◆ **Task brief**: From the interview about Hemings and Jefferson, quote the passage word for word, starting with "SO: I never really" and going on through "just talking about.".

◆ **Provided text**:
######

SO: I never really saw Hemings and Jefferson as being in love, at least in the way we normally understand that term. But I did conceive of them as having very similar hearts and minds, and so as having the potential for love, though that potential existed within the context of slavery, and so could only be realized as a warped version of itself — as another of the monstrosities I was just talking about.
My earliest readers didn’t so much object to the way I rendered the relationship between Hemings and Jefferson as fail to fully grasp it — especially when I got around to the first sex scene. In an early draft I showed to two friends, the “camera” panned away when it came to that scene. I had been imagining their sexual interaction as very complex morally and emotionally but fundamentally tender — which is what it needed to be if any sort of bond were to arise between them. But once that camera panned away, my friends both imagined what I, myself, had initially thought: that Jefferson had simply raped her. I realized then that with such strong preconceptions at work, I couldn’t leave that scene to the imagination, that if I wanted my readers to understand Hemings and Jefferson’s similarities, and therefore the doomed potential of their relationship, I would have to render that first sex scene in detail. But more importantly, I realized that if I couldn’t make that scene believable and real, then my whole enterprise was bogus. The only way I could get my readers into that insight-encouraging sort of confusion that I try to evoke in all of my fiction would be to construct a path of completely believable actions and emotions that would lead readers, almost without their knowing it, to a point where they would say, “What’s going on here? Is this good? Is this bad? What should I think?”
MN: — Which was very much my reaction. I couldn’t help but say aloud, throughout much of my reading experience, “I don’t know what to think!” That is to say, I found the experience short-circuiting. At the same time, however, this relationship was not treading totally morally ambiguous territory. There was right and wrong in their situation, wasn’t there?
SO: I never wanted to apologize for Jefferson.
He was a good man in some ways and an unmitigated barbarian in others.

######

◆ **Data supplied**:
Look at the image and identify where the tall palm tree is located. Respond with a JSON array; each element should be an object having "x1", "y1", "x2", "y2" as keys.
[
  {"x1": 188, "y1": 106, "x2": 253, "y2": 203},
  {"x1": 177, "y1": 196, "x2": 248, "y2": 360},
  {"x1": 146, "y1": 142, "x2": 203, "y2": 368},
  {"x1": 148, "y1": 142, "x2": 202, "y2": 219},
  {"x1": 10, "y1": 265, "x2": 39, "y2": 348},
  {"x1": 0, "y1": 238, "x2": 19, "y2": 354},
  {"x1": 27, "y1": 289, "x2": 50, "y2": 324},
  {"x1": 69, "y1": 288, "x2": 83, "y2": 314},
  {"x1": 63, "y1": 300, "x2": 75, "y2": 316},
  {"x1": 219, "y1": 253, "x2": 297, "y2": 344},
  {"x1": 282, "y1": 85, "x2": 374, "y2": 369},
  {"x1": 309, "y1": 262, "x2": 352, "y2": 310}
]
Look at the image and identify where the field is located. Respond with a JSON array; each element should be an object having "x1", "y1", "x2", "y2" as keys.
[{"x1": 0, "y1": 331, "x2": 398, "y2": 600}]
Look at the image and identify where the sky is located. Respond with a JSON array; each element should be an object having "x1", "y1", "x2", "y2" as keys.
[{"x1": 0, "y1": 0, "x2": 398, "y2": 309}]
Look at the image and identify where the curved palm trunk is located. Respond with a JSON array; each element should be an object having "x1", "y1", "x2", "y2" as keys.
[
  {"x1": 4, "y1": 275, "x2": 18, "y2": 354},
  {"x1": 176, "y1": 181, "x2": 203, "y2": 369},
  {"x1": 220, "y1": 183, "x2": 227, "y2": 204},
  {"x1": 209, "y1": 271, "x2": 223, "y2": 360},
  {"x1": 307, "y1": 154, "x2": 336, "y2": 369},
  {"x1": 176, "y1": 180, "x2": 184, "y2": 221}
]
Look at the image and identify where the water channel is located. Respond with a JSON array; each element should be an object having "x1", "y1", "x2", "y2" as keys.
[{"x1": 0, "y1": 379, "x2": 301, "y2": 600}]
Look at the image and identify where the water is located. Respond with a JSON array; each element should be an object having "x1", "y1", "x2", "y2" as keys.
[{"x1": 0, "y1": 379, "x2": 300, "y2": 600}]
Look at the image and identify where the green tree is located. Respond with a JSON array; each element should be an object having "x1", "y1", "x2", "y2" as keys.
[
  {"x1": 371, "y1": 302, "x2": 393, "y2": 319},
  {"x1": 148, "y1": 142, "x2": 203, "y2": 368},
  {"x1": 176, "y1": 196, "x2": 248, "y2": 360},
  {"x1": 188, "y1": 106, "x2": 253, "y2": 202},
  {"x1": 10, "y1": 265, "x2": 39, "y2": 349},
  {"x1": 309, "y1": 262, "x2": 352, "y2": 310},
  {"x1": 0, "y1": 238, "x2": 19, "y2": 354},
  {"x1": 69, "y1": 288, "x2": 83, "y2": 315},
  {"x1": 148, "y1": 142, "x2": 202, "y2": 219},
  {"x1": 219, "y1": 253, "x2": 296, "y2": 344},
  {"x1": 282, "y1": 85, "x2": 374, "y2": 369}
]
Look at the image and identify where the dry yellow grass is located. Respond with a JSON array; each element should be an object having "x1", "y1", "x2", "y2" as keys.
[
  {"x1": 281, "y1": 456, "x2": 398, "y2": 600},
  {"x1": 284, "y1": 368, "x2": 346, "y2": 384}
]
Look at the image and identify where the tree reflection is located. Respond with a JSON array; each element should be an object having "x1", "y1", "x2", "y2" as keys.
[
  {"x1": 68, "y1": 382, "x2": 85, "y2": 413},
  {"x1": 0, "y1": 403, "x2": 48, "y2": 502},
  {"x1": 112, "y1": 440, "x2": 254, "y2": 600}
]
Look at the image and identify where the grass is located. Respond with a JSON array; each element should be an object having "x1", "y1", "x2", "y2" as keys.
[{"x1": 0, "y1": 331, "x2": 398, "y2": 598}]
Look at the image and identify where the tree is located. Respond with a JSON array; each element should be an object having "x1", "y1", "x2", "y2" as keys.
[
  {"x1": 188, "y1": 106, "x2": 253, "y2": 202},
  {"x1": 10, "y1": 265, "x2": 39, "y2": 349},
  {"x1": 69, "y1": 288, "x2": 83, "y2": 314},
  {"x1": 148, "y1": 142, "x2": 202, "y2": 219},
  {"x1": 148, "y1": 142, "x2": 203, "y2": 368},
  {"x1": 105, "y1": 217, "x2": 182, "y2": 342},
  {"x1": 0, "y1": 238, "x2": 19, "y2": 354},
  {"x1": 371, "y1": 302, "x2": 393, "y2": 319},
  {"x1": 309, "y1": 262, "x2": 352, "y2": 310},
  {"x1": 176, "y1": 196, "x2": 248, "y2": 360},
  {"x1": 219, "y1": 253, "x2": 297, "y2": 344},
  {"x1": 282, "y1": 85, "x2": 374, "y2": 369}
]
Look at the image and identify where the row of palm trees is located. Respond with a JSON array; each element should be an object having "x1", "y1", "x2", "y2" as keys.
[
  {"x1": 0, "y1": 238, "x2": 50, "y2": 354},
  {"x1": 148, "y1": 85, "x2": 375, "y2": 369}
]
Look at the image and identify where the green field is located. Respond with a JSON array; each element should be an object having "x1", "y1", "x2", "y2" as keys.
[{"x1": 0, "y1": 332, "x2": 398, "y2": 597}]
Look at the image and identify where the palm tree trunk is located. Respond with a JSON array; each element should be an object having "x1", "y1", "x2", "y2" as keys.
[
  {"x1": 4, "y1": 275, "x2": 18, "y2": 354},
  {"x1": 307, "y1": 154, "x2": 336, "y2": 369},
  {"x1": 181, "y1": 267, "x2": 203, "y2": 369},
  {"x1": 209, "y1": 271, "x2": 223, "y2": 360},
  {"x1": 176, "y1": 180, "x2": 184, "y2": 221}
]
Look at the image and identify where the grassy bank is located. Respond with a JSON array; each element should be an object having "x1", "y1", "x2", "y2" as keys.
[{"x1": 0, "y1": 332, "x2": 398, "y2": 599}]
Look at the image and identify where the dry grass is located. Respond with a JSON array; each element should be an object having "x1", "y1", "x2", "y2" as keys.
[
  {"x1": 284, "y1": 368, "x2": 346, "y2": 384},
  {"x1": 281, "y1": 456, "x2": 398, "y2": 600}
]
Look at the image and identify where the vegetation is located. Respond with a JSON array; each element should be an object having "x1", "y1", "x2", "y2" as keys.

######

◆ **Reply**:
SO: I never really saw Hemings and Jefferson as being in love, at least in the way we normally understand that term. But I did conceive of them as having very similar hearts and minds, and so as having the potential for love, though that potential existed within the context of slavery, and so could only be realized as a warped version of itself — as another of the monstrosities I was just talking about.